What is being asked:
Your copy should match the entries below exactly, apart from the images.

Given data:
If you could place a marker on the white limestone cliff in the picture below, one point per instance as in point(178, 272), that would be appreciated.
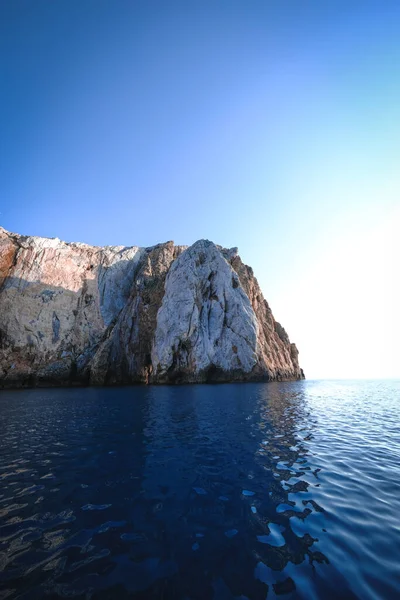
point(71, 313)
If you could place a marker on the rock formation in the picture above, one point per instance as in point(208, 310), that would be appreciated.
point(71, 313)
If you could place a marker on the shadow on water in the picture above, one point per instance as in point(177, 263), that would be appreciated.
point(160, 492)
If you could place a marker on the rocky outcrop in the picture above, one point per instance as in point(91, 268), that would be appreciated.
point(71, 313)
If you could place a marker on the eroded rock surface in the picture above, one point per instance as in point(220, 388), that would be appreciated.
point(71, 313)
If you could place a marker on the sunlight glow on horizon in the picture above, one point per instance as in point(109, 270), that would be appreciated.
point(267, 126)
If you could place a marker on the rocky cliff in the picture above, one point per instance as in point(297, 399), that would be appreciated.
point(77, 314)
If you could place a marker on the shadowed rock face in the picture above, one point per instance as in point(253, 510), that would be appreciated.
point(72, 313)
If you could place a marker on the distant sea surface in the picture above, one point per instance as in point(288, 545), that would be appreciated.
point(288, 490)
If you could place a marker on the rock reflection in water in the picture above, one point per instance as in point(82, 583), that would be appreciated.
point(194, 492)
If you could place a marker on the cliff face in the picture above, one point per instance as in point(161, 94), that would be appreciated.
point(73, 313)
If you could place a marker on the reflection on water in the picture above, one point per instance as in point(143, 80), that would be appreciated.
point(231, 491)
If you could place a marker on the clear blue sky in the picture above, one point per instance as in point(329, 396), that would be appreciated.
point(270, 125)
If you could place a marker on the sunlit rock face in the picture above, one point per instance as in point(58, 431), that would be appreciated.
point(71, 313)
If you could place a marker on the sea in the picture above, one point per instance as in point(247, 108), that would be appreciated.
point(232, 491)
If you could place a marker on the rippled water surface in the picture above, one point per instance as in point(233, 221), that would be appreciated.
point(285, 490)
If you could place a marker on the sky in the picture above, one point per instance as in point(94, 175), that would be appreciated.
point(270, 125)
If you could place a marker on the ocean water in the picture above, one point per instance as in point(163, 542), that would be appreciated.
point(288, 490)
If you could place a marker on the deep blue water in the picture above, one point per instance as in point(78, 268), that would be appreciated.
point(285, 490)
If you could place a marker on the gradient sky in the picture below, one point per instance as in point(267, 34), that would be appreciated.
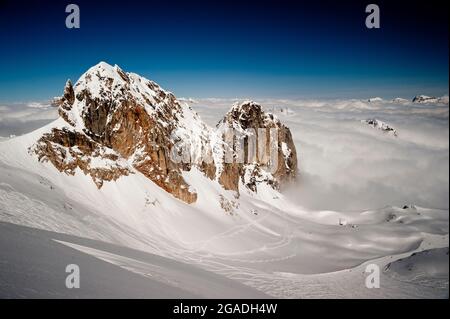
point(229, 49)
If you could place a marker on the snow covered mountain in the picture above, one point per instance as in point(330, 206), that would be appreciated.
point(114, 123)
point(83, 189)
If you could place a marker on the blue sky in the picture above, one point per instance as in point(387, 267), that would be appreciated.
point(229, 49)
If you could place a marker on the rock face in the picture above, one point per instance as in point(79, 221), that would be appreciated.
point(263, 144)
point(116, 123)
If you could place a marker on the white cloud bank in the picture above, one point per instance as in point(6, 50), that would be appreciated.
point(344, 164)
point(347, 165)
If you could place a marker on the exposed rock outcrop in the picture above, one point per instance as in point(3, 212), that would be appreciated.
point(263, 144)
point(117, 123)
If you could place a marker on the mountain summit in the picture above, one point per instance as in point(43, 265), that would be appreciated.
point(115, 123)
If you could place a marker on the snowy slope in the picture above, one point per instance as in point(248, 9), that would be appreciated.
point(265, 240)
point(264, 236)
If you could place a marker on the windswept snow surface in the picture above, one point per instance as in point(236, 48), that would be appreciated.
point(284, 245)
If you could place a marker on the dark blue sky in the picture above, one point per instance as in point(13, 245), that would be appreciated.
point(229, 49)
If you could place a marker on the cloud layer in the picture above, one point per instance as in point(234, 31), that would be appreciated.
point(344, 164)
point(347, 165)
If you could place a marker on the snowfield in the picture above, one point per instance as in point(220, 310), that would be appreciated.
point(363, 197)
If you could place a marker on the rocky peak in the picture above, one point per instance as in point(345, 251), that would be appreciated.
point(266, 145)
point(117, 123)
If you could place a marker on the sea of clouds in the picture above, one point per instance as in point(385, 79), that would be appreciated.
point(344, 164)
point(347, 165)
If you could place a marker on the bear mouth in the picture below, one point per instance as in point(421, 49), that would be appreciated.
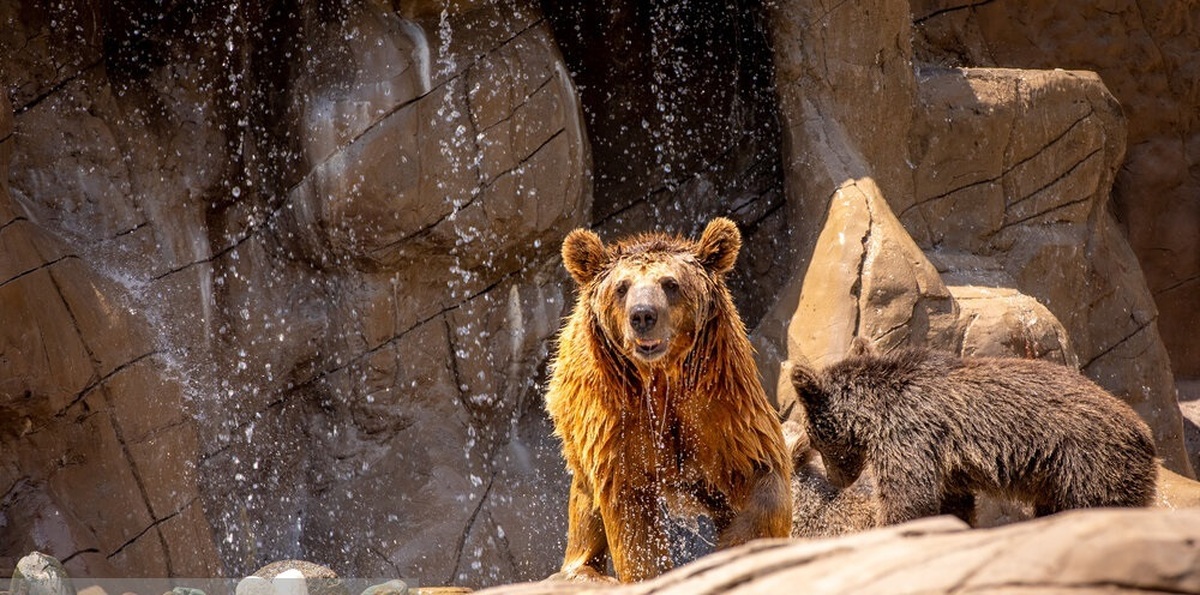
point(649, 348)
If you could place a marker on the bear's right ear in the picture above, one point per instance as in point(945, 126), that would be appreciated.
point(861, 347)
point(583, 254)
point(805, 382)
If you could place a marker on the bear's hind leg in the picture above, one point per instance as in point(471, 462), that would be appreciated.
point(960, 504)
point(587, 547)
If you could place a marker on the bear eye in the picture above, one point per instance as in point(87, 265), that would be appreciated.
point(622, 288)
point(670, 286)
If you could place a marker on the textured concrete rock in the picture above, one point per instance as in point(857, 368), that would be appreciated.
point(281, 286)
point(1017, 166)
point(1147, 55)
point(1003, 179)
point(1119, 551)
point(41, 575)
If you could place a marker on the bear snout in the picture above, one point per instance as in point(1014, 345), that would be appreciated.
point(648, 319)
point(642, 319)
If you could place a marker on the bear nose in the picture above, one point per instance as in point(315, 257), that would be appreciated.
point(642, 319)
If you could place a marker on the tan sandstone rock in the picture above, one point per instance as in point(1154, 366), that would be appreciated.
point(1119, 551)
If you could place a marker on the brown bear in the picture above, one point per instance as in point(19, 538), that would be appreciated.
point(819, 508)
point(659, 406)
point(934, 428)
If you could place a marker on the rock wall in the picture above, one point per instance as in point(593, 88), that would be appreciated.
point(1146, 53)
point(280, 278)
point(279, 282)
point(1001, 180)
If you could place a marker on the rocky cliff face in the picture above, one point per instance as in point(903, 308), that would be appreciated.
point(280, 280)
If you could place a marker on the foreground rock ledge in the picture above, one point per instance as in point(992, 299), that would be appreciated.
point(1110, 551)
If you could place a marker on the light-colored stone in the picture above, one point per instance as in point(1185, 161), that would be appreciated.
point(41, 575)
point(1125, 551)
point(1146, 54)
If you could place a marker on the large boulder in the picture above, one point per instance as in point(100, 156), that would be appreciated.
point(1119, 551)
point(1147, 55)
point(1002, 180)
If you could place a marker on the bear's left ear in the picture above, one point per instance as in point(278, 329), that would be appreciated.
point(805, 382)
point(719, 245)
point(583, 254)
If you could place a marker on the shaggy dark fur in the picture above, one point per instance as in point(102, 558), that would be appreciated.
point(934, 428)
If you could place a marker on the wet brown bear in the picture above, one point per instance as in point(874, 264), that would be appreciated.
point(819, 508)
point(934, 428)
point(659, 406)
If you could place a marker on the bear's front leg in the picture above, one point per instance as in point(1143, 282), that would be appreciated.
point(767, 511)
point(637, 536)
point(587, 547)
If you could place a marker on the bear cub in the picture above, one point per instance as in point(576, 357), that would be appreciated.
point(934, 428)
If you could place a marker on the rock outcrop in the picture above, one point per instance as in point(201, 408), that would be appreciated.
point(1116, 551)
point(1002, 180)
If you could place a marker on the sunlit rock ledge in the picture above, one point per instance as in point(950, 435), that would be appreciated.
point(1109, 551)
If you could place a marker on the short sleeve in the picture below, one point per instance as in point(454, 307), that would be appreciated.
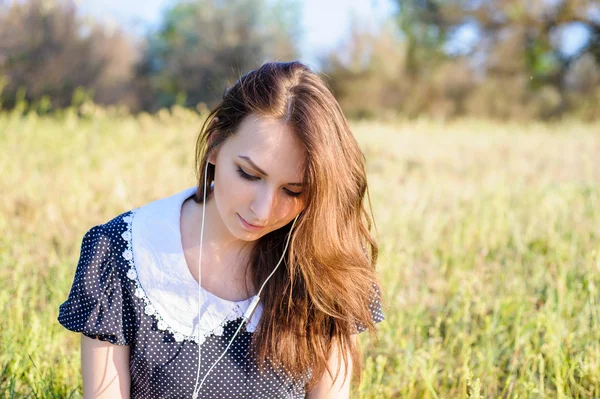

Answer to this exercise:
If you could place a marker on the white limestone cliff in the picture below, one point per instance as in point(178, 272), that would be appreciated.
point(71, 313)
If you could place a marker on the rock formation in the picture above, one point per instance as in point(208, 310), that would be appreciated.
point(71, 313)
If you could place a marker on the shadow on water in the picture above, one point per instance as in point(177, 263), that would be appreciated.
point(160, 492)
If you could place a marker on the rocky outcrop in the picture above, one point per instance as in point(91, 268), that would be appreciated.
point(71, 313)
If you could place a marker on the eroded rock surface in the picture above, one point per instance as in point(220, 388), that would be appreciated.
point(71, 313)
If you could place a marker on the sunlight glow on horizon in the picture above, one point per instance as in point(109, 270), that would be appreciated.
point(267, 126)
If you could place a marker on the rocky cliff in the picture above, one point per instance as in point(297, 399), that would be appreciated.
point(77, 314)
If you could place a marker on the shadowed rock face in the picture above, one point per instance as in point(253, 510), that would be appreciated.
point(72, 313)
If you could place a marker on the distant sea surface in the picture above, one point per instance as in point(288, 545), that would be appreciated.
point(288, 490)
If you could place a marker on the rock reflection in water in the picture above, one point per instance as in point(82, 583), that would be appreciated.
point(194, 492)
If you could place a marker on the cliff face in the picture above, one point per instance as in point(161, 94), that would be appreciated.
point(73, 313)
If you could place a marker on the reflection on water in the picture above, one point per instance as in point(143, 80), that would be appreciated.
point(231, 491)
If you could place a marker on the clear blue sky in the picture above, one point per instance as in point(329, 396), that would be appreciated.
point(270, 125)
If you could place a marker on the sunlit rock face in the picture above, one point per instance as in point(58, 431), that would be appreciated.
point(71, 313)
If you could place a marker on the sea in the picture above, one point per instance as in point(247, 108), that would be appreciated.
point(232, 491)
If you could place a marker on the rippled water surface in the picture above, one point per instance as in point(233, 221), that would be appreciated.
point(285, 490)
If you could place a marker on the sky in the picture above, one point per instance as in point(94, 175), that would be appreciated.
point(270, 125)
If you could place a marker on the ocean water in the picture above, one point per instance as in point(163, 542), that would be appreciated.
point(288, 490)
If you could place a marker on the deep blue water in the picture above, one point per instance as in point(78, 268), that would be appreciated.
point(285, 490)
If you could place a marker on the gradient sky in the picture below, one point per instance as in point(267, 34), that would be appreciated.
point(229, 49)
If you could place a marker on the snow covered mountain in the picture above, one point per instance as in point(330, 206), that would be appreciated.
point(114, 123)
point(83, 189)
If you could place a marker on the blue sky in the picture above, one point per instance as in point(387, 267), that would be appreciated.
point(229, 49)
If you could place a marker on the rock face in the picture above, one point per instance as in point(79, 221), that would be appreciated.
point(263, 144)
point(116, 123)
If you could place a marker on the white cloud bank in the picture above, one point per instance as in point(6, 50), that would be appreciated.
point(344, 164)
point(347, 165)
If you could place a marker on the exposed rock outcrop in the picture above, one point per instance as in point(3, 212), that would be appreciated.
point(263, 144)
point(117, 123)
If you could place a marker on the mountain summit in the picture above, one point per instance as in point(43, 265), that would be appreciated.
point(115, 123)
If you could place a marker on the snowy slope in the picture above, one point per instance as in point(248, 9), that would be appreciated.
point(265, 240)
point(264, 236)
If you could place a marker on the windswept snow surface in the picture above, one point per instance as in point(236, 48), that would be appreciated.
point(284, 245)
If you could place a marker on the dark blue sky in the picture above, one point per instance as in point(13, 245), that would be appreciated.
point(229, 49)
If you could place a marker on the cloud layer in the picture above, one point per instance as in point(234, 31), that would be appreciated.
point(344, 164)
point(347, 165)
If you could place a marker on the snowfield in the picture above, one point per instance as in point(220, 310), that would be appreciated.
point(363, 197)
If you could place a marker on the rocky peak in the picture above, one point per instance as in point(345, 251), that would be appreciated.
point(266, 145)
point(117, 123)
If you could place a marker on the sea of clouds in the picture above, one point per instance as in point(385, 79), that would be appreciated.
point(344, 164)
point(347, 165)
If you could place a marker on the bear mouth in the picture below, one point per instance as in point(421, 49), that would be appreciated.
point(649, 348)
If you could place a marker on the bear's right ear in the picture above, one point per instance as in point(945, 126), that would be appreciated.
point(861, 347)
point(583, 254)
point(805, 382)
If you could place a marker on the bear's hind leg in the picture above, one point per instance as in point(471, 462), that would be appreciated.
point(960, 504)
point(587, 547)
If you could place a marker on the bear eye in the picture above, one point per instance as in point(87, 265), that would be appreciated.
point(622, 288)
point(670, 286)
If you could place a marker on the textured concrete rock in the picture above, one point per instance as in point(857, 368), that would be appreciated.
point(281, 286)
point(1017, 166)
point(1147, 55)
point(1003, 179)
point(1119, 551)
point(41, 575)
If you could place a marker on the bear snout in the picture above, one point per instance as in point(1014, 345), that would be appreciated.
point(648, 319)
point(642, 319)
If you could place a marker on the bear nose in the picture above, one point per instance as in point(315, 257), that would be appreciated.
point(642, 319)
If you could place a marker on the tan sandstone rock in the picture above, one point per instance as in point(1154, 366), that would be appreciated.
point(1119, 551)
If you could place a marker on the brown bear in the picture above, one point per instance as in point(19, 538), that would be appreciated.
point(819, 508)
point(659, 406)
point(934, 428)
If you could place a marker on the rock wall in the picture above, one point per instance as in point(593, 88), that would be appreciated.
point(1146, 53)
point(280, 278)
point(279, 282)
point(1001, 180)
If you could place a marker on the rocky cliff face in the picture above, one point per instance as in point(903, 308), that would be appreciated.
point(280, 280)
If you could place a marker on the foreground rock ledge in the picture above, one point per instance as in point(992, 299), that would be appreciated.
point(1110, 551)
If you could place a marker on the light-colored stone in the picture above, one point per instance as in point(1185, 161), that would be appreciated.
point(41, 575)
point(1125, 551)
point(1146, 54)
If you could place a marker on the large boulder in the picture above, one point per instance as in point(100, 156), that would be appreciated.
point(1119, 551)
point(1147, 55)
point(1002, 180)
If you could place a marker on the bear's left ear in the picture above, one point per instance as in point(278, 329), that would be appreciated.
point(805, 382)
point(719, 245)
point(583, 254)
If you could place a marker on the shaggy dark fur in the picture above, one point per instance as in point(102, 558), that would be appreciated.
point(934, 428)
If you could place a marker on the wet brown bear in the picture above, one point per instance as in point(874, 264), that would be appreciated.
point(819, 508)
point(934, 428)
point(659, 406)
If you could place a marker on the bear's front leg in the picture above, one point per instance as in point(1143, 282), that would be appreciated.
point(767, 511)
point(637, 536)
point(587, 547)
If you could place a marker on the bear cub in the picture above, one point per instance as in point(576, 357), that would be appreciated.
point(934, 428)
If you could place a marker on the rock outcrop in the picture above, one point per instance as in point(201, 408), that would be appreciated.
point(1116, 551)
point(1002, 180)
If you could place a marker on the sunlit rock ledge in the picture above, one point per instance as in point(950, 435), that would be appreciated.
point(1109, 551)
If you could place a marker on the short sleeve in the picture below, one point per instance as in point(454, 307), that would be appreciated.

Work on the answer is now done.